▸ **The task**
The records below are to be returned exactly as written, minus their pictures.

▸ **Material for this task**
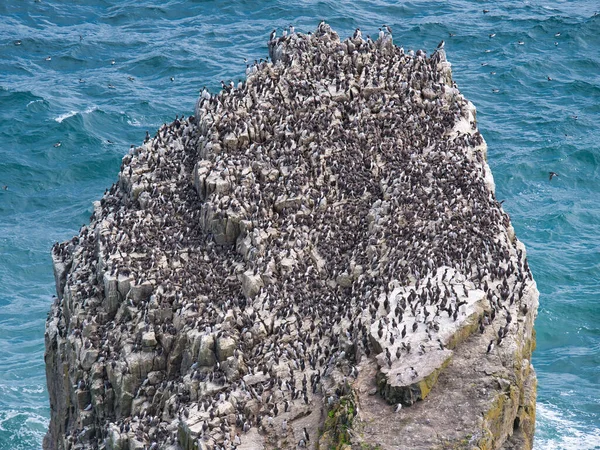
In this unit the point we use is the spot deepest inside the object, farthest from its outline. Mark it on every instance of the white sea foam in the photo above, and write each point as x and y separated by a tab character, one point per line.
64	116
562	433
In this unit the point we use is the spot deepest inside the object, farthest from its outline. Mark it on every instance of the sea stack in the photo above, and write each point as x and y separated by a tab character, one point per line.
315	259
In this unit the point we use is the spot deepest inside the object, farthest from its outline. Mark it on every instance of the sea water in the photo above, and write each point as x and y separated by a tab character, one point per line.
82	81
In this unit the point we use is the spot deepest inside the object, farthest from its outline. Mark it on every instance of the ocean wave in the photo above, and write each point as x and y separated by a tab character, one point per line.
72	113
557	431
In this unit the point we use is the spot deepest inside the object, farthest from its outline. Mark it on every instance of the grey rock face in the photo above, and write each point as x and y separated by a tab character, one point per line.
327	231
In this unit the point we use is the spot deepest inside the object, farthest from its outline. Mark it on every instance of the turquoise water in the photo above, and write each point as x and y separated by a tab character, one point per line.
165	51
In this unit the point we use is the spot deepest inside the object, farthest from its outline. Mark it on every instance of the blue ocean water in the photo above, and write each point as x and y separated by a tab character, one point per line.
81	81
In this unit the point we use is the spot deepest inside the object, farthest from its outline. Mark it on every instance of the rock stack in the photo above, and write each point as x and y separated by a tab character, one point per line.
299	264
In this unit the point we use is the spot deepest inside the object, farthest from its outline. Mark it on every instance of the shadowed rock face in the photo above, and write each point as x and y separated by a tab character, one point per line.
310	253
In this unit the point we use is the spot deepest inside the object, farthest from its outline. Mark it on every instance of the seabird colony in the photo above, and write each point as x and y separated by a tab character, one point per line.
332	209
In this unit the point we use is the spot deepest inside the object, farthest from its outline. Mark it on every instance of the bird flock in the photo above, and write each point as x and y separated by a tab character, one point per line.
322	212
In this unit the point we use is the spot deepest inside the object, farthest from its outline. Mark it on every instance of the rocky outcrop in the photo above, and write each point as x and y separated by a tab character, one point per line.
315	259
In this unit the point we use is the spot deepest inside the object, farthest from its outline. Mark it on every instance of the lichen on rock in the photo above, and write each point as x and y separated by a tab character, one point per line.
323	239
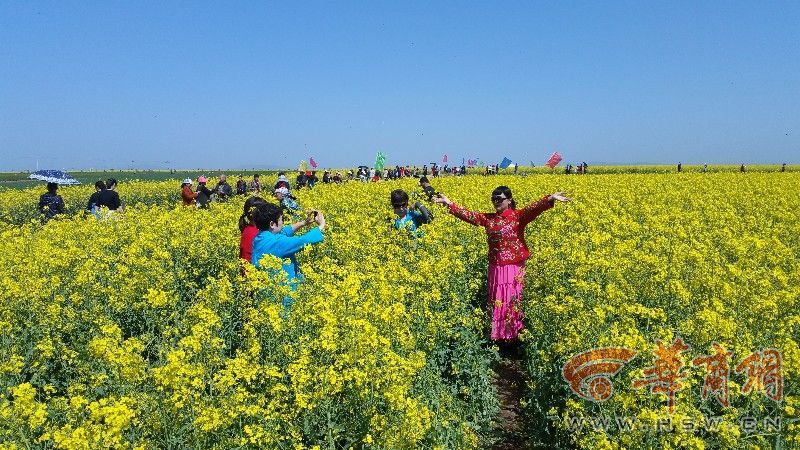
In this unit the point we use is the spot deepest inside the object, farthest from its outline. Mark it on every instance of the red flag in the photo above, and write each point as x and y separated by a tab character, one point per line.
554	160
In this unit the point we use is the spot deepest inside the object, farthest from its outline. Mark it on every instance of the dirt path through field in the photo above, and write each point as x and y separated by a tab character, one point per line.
510	384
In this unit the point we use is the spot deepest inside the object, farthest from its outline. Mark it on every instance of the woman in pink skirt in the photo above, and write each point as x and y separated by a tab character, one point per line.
505	231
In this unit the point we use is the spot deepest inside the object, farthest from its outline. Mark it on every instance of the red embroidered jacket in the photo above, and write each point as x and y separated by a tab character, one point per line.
505	232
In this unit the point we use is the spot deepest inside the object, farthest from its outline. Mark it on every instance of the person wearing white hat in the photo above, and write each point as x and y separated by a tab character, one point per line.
287	202
282	181
187	194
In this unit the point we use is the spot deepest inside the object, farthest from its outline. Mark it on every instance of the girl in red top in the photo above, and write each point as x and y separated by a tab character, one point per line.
187	194
505	232
248	228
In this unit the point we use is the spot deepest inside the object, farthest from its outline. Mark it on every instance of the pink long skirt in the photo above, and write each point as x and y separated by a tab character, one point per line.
505	293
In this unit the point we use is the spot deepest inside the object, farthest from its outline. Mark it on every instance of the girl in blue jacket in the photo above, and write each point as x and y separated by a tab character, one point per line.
278	240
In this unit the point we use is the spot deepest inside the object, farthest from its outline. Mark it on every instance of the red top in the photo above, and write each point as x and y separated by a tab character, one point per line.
246	243
505	232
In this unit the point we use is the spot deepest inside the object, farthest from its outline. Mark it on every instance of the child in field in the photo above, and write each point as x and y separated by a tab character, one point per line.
405	217
187	194
278	240
505	231
287	201
248	227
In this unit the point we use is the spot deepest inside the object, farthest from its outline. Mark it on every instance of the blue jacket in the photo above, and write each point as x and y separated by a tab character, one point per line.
284	245
411	221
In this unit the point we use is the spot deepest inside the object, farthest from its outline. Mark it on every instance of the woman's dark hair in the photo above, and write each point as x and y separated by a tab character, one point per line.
398	197
504	190
247	215
265	214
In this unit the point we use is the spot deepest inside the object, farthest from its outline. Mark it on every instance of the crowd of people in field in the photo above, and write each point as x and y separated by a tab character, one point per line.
263	231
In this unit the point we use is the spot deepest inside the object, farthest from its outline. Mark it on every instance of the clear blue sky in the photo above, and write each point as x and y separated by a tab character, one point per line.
255	84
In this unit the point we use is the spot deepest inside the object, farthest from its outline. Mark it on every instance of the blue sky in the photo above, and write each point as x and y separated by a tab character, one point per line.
260	84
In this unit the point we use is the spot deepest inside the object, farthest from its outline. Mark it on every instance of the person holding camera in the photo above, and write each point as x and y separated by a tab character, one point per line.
408	218
505	231
276	239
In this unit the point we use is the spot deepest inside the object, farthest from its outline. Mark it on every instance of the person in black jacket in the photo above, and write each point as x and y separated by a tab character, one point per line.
203	192
109	197
99	186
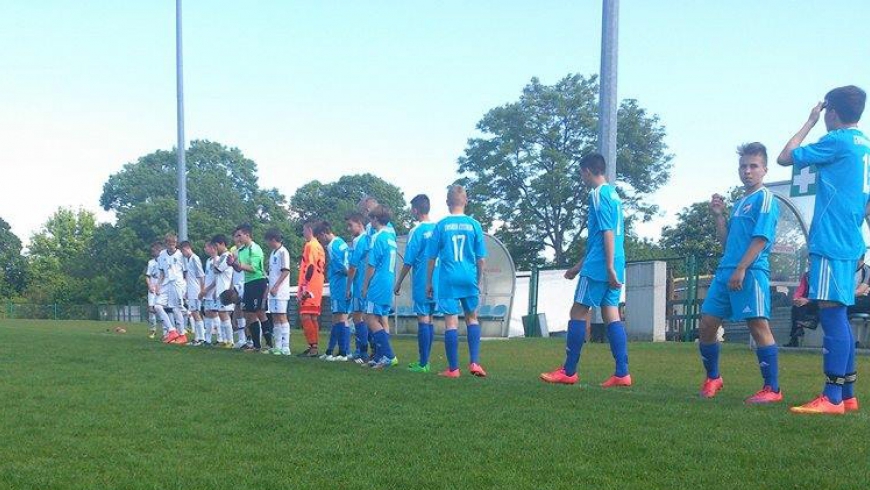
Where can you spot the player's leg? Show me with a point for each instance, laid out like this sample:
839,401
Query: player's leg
831,284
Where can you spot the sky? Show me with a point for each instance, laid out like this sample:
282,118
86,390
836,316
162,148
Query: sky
320,89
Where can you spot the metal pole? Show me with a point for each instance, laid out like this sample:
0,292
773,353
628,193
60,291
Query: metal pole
182,166
607,102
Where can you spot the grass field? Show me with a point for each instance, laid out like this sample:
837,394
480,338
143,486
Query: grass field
85,408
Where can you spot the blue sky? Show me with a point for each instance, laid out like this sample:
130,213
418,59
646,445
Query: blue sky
318,89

▸ **Response area**
In this unit the point we use is the spot deepest inside the object, farthest from its outline. Mark it on every instance of the white sea foam in the photo above, and write each point as x and y separated by a tab character, one point per line.
64	116
562	433
In this unit the point we use is the spot deepest inside the object, farthest from its outline. Mark it on every instance of the sea stack in the photo above, and write each point as x and y separated by a tab character, one point per line.
315	259
In this unit the point we use is the spot deepest inside the object, farthest from its outline. Mark it on every instance of the sea water in the photo above, and write each point as x and y separated by a tab character, one point per line.
82	81
In this unit the point we use is the spot deepest inside the object, farthest from its outline. Mark it on every instance of the ocean wave in the photo above, and write each point as x and y separated by a tab character, one point per line.
72	113
557	431
In this unit the point we use is the spot deepest inside the object, farthest from its outline. Mark it on every instance of the grey rock face in the photo above, and write each point as x and y separated by a tab character, one point per line.
327	231
In this unit the point we use is the spot deepest inside the object, farthest from its outline. Mark it on every instance of the turquoise water in the photo above, and write each point as x and y separated by a tab character, one point per line.
165	51
In this unit the point we use is the spot deepest inside the object, farthest from its outline. Mark it on every instance of the blue ocean water in the photo above, and write each point as x and y separated by a tab character, one point per line.
81	81
In this unit the point we use is the spot deepest inside the object, farthest from its outline. Mark it on every instance of the rock stack in the photo above, and write each point as x and y separated by a tab character, one point per line.
299	264
In this unit the point we use is the spot deepest inside the object, farthest from its outline. Mark it on every instance of the shadowed rock face in the photo above, and write each point as x and y separated by a tab character, one point per line.
310	253
In this unit the point we use is the spot deepest inside the object, farthest from its outline. Mark it on every instance of the seabird colony in the photo above, and write each point as x and y separated by a tab character, one point per line.
332	209
In this unit the point we use is the spot deepest inside the object, farthest from its outline. Mark it on every instance of the bird flock in the photo above, and write each point as x and y separated by a tab character, one point per line.
322	212
In this unit the point we use is the spot deepest inside the object, farthest from its outline. Mark it on every instance of the rocky outcrop in the photo above, and write each point as x and y separated by a tab character, one point per line.
315	259
In this unit the point we use is the spot deepest inside the object, farthest from its outline. Mark it on every instance of the lichen on rock in the photo above, and write each point as x and y separated by a tab character, one point per line.
323	239
In this unit the point we use is the spot deepest inside the object, farthest from its outline. Mark it on every instance of the red flag in the photo above, and write each point as x and y separated by a tab character, one point per line.
554	160
In this unit the point we use is the spot deepest inside the object, farthest from its outline. Mark it on every instance of the dirt path through field in the photo above, and write each point as x and y separated by a tab character, one point per line.
510	384
In this unit the point we use is the spot deepest inside the object, farthest from its outline. Mark it on every instance of the woman in pink skirt in the photo above, and write each point as x and y separated by a tab character, one point per line.
505	231
In this unit the point we use is the spot deepest inside the object, farthest from its outline. Mark it on every instance of the red embroidered jacket in the photo above, and write each point as x and y separated by a tab character, one point per line.
505	232
In this unit the point we use is the spot deepest inside the object, farthest from its outline. Mark it on every instance of the person wearing white hat in the photo above, and write each point as x and y separated by a tab character, one point per line.
287	202
282	181
187	194
In this unit the point we use is the spot deepest inside the object, farthest from its outline. Mark it on every instance of the girl in red top in the photo above, and write each point as x and y separated by a tab character, one point per line.
187	194
505	232
248	228
In this unit the point we use is the spot deepest inside the object, farthest from its outline. Mark it on every instance of the pink long skirt in the photo above, and write each point as x and y separated by a tab character, one point per line.
505	293
In this unit the point we use is the spot deepest inside the object, farthest from its outline. Mark it on every instance of the girl in blue jacket in the photo above, and write each point as x and y separated by a tab character, one point per line.
278	240
In this unit the point we use is the spot deepest inside the object, farthest from its outline. Mark it on every instance of the red top in the photo above, and write each point as x and y separated by a tab character, one point per line.
246	243
505	232
In this unit the point we use is the spot deepest inside the object, farthest from its outline. Mark it on every instance of the child in field in the photo above, and write each point as x and y separated by a tab character, one point per line.
405	217
187	194
278	240
505	231
287	201
248	227
In this unit the point we use is the spot deepest inside the object, farthest from its outline. Mark it on every instance of the blue jacket in the photo above, and write each point as x and y separated by a tab character, one point per line.
284	245
411	221
In this unit the point we use is the spot deepest inside the object, farthest from its outline. Mark it on every instance of the woman's dark hair in the photo above, and write each point as x and y separated by a tab character, one point per line.
398	197
504	190
247	215
265	214
In this unit the point we use is the spot deepest inside the object, farthest from its outline. Mark it on every instance of the crowd of people in field in the photo above, and write each point as x and y separated by a tab character, one point per line.
263	231
In this unit the point we use is the spot deepest inside the object, farthest from its outline. Mark it on every instance of the clear blue sky in the photo above, and write each point as x and y separated by a tab character, one point per line.
255	84
In this unit the point we use is the spot deepest inside the object, farthest from its outline. Mark it on every instance of the blue sky in the photo above, and write each point as x and y separated by a tab character, one point per line.
260	84
In this unit the point we use is the spot deepest inside the object, farthest from its outline. Mark it on every instance of the person holding camera in the photo above, and write each point as x and y separated by a tab character, one point per line.
408	218
505	231
276	239
In this unit the point we use is the spot deepest inside the object, farthest from its outline. Mark it on every instance of the person in black jacket in the photo above, and write each point as x and y separated by a tab character, one point per line.
203	192
109	197
99	186
Where can you spot the player's leg? Show me with a point for each instance, laid out like this sample:
839,401
Query: player's leg
831,284
Where can you spot the sky? Show me with a point for each instance, laid out like this sample:
282,118
86,390
836,316
162,148
Query: sky
320,89
Where can you spot the metal pole? Show me with a point for each instance, laid out like this sample:
0,292
773,353
628,193
60,291
Query: metal pole
182,166
607,102
Where can you spot the grass field? Show me with a point for each instance, laid out like this sample:
837,394
480,338
143,486
Query: grass field
85,408
Where can you spot the blue sky? Show me with a point for each instance, laid out like this sample:
130,213
418,59
646,445
Query: blue sky
318,89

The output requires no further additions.